▼

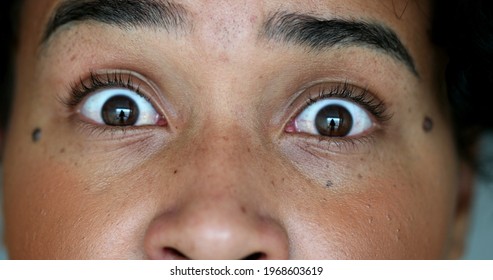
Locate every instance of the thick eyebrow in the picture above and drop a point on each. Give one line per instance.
(122, 13)
(319, 34)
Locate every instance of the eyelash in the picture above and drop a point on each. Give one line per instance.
(97, 82)
(359, 96)
(100, 81)
(375, 107)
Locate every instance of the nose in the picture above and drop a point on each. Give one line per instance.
(215, 229)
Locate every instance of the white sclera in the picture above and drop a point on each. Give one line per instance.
(92, 107)
(362, 121)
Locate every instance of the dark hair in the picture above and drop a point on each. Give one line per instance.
(6, 58)
(463, 28)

▲

**Your assignment:** Each line from the one containing "Locate every instance of the nose" through the final line of the records must be repeated exactly, with no line added or dropped.

**Answer to this exercise:**
Locate every instance of the nose in the picture above and drop a point on each. Give one line per instance.
(215, 229)
Locate every instance of the white sclera in the picture above and drop a point on each. Give one line per instance.
(92, 107)
(362, 121)
Locate every instance of the dark hair in the picture above and drop a point on each. Give one line per instance.
(6, 58)
(463, 28)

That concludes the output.